**本文:**
▶
こんばんは。2024年から新NISAが始まり、もうすぐ1年が経とうとしています。
新NISAの非課税期間は無期限となっており、また非課税枠についても1年経てば復活するという制度です。
しかし、旧NISAは一般、つみたて共に非課税期間が決められていました。一般NISAは5年でつみたてNISAは20年です。
旧NISA制度での一般NISAについては、5年の非課税期間が終われば、ロールオーバー(移管)することができていました。
2024年から始まった新NISA制度の開始により、ロールオーバーすることができなくなったので、非課税期間のうちに売却したほうがいいのか?
という疑問が出てきます。今日はそれについて考えてみようと思います。
ロールオーバーとは何?
まずは、ロールオーバーについて簡単におさらいしておこうと思います。新NISAと違い、旧NISAにはそれぞれ非課税期間が一般なら5年、つみたてなら20年と決められていました。
そのうち一般NISAについては、この非課税期間が終了したときに、それをどうするのか決めることができました。
ロールオーバーとは、NISA口座の非課税期間が終了した後に、金融商品を翌年の非課税投資枠へ移管することを言います。
今までは、一般NISAで購入した銘柄を引き続き非課税枠で運用する場合にはロールオーバーすればよかったのですが、このロールオーバーについて新NISA制度が始まることもあり、できなくなりました。
ちなみにつみたてNISAについては、ロールオーバーはありません。
非課税期間終了するとどうなるの?
非課税期間が終了するとどうなるのか?
非課税期間が終了すると、旧NISAで保有している株や投資信託などは自動で課税口座に払い出しされます。
特定口座を開設している人は特定口座へ、一般口座を開設している人は一般口座へ払い出しされます。
◀
ラベル付きポイントの記録:
▶
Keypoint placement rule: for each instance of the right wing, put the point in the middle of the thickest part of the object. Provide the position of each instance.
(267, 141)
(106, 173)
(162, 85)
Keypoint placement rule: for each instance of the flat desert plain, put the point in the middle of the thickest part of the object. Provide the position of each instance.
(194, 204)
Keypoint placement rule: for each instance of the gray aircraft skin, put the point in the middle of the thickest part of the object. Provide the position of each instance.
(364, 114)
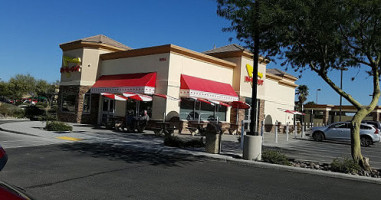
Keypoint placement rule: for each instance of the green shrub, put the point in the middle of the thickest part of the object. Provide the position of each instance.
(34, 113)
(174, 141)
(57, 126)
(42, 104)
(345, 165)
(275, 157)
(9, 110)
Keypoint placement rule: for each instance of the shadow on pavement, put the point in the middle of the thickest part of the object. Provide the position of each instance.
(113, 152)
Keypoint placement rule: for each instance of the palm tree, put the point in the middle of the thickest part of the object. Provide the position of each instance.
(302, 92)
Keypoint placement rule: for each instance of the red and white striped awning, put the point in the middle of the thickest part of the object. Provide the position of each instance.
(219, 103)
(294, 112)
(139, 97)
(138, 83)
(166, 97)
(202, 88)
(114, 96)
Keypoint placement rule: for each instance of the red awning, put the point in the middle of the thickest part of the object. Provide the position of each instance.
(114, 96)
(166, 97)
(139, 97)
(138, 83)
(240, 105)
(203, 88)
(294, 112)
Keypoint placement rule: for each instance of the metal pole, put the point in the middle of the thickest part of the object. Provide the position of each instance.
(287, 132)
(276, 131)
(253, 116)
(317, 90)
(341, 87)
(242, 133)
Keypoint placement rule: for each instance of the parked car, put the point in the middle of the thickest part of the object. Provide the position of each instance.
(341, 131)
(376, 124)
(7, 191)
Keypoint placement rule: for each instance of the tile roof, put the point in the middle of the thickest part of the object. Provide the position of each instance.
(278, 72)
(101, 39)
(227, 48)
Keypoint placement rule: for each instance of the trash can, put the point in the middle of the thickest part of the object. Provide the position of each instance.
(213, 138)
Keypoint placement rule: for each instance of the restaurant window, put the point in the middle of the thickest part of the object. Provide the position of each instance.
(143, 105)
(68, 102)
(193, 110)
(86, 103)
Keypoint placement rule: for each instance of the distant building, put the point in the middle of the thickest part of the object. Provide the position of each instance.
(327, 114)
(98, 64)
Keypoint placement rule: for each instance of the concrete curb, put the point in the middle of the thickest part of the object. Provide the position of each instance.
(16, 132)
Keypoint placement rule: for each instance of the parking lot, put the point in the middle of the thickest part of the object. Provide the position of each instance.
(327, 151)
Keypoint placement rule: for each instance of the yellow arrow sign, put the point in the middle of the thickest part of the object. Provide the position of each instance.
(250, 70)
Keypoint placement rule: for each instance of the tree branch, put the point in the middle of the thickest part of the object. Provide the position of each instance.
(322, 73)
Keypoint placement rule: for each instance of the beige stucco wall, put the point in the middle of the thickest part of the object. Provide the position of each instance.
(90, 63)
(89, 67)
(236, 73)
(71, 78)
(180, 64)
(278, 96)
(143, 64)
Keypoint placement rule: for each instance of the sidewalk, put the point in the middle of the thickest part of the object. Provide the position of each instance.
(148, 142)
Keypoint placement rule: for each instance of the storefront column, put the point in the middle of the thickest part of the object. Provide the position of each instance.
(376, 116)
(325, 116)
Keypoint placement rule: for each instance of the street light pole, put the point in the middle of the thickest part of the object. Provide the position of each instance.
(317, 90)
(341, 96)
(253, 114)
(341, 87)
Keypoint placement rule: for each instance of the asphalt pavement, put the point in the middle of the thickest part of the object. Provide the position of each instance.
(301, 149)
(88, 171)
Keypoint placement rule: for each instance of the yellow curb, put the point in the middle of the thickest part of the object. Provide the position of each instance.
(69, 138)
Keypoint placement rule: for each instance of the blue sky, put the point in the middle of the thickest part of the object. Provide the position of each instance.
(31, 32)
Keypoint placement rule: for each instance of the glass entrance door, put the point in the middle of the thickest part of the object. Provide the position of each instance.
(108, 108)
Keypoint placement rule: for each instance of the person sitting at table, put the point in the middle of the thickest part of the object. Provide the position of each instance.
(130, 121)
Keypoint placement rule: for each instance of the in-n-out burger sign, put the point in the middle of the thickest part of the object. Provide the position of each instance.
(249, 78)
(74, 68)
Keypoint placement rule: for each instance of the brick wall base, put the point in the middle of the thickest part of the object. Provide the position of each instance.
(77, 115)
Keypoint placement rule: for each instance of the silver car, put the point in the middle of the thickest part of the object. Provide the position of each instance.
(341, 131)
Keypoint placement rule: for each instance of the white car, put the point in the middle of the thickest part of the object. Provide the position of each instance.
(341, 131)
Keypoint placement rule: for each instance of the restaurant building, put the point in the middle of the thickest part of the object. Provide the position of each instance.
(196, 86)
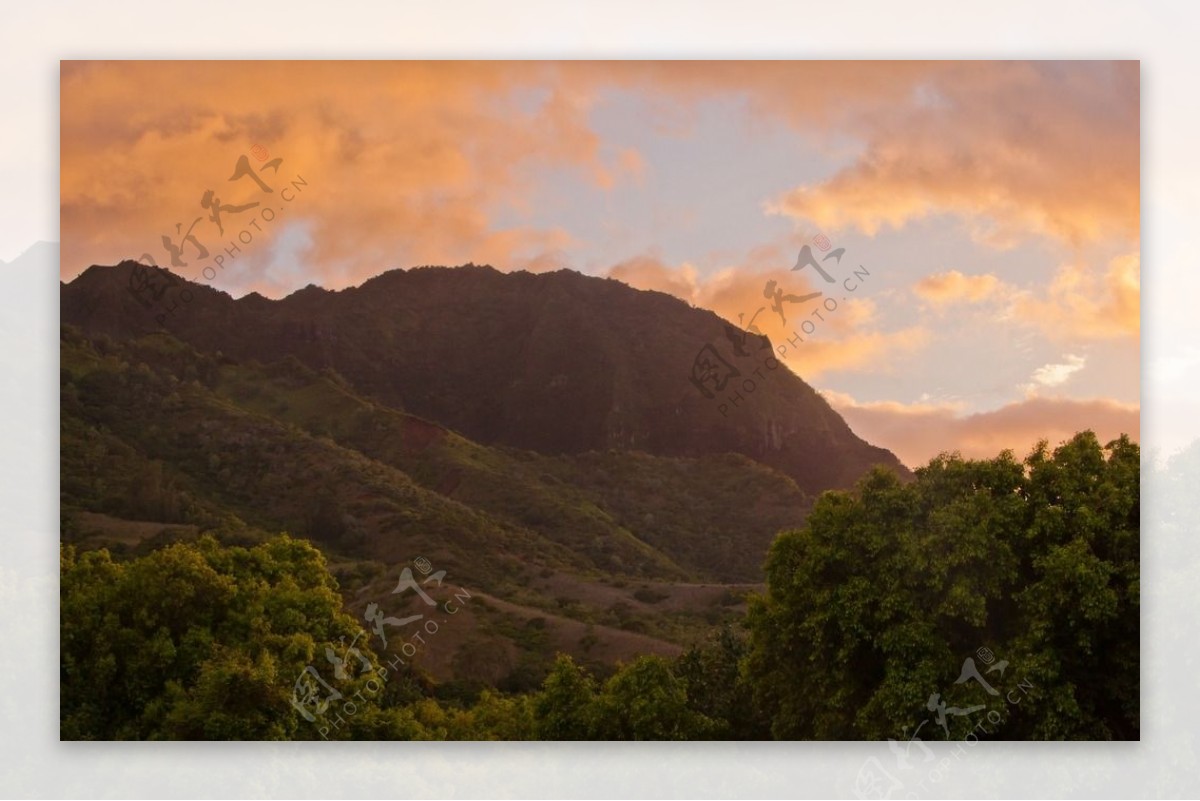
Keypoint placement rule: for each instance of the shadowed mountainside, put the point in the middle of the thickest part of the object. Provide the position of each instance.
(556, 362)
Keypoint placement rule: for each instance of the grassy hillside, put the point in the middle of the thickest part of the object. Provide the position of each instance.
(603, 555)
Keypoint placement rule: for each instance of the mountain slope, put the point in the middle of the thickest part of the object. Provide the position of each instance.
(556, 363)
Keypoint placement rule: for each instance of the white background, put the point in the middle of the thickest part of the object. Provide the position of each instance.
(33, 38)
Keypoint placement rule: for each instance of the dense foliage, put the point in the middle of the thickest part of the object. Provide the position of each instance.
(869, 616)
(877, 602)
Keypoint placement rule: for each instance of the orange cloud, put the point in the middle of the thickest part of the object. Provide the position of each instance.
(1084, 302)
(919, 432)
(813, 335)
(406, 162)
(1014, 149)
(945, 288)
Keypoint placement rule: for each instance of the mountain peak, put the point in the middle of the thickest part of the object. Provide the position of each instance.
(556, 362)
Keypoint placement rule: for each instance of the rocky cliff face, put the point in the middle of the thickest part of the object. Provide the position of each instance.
◀
**練習問題:**
1. 本文のうち、「まずは、ロールオーバーについ」で始まり「一般口座へ払い出しされます。」で終わる部分を、その語句も含めて正確に引用しなさい。
2. 本文によると、旧NISAの一般NISAの非課税期間は何年と決められていましたか。

**解答:**
1.
まずは、ロールオーバーについて簡単におさらいしておこうと思います。新NISAと違い、旧NISAにはそれぞれ非課税期間が一般なら5年、つみたてなら20年と決められていました。
そのうち一般NISAについては、この非課税期間が終了したときに、それをどうするのか決めることができました。
ロールオーバーとは、NISA口座の非課税期間が終了した後に、金融商品を翌年の非課税投資枠へ移管することを言います。
今までは、一般NISAで購入した銘柄を引き続き非課税枠で運用する場合にはロールオーバーすればよかったのですが、このロールオーバーについて新NISA制度が始まることもあり、できなくなりました。
ちなみにつみたてNISAについては、ロールオーバーはありません。
非課税期間終了するとどうなるの?
非課税期間が終了するとどうなるのか?
非課税期間が終了すると、旧NISAで保有している株や投資信託などは自動で課税口座に払い出しされます。
特定口座を開設している人は特定口座へ、一般口座を開設している人は一般口座へ払い出しされます。

2. 5年です。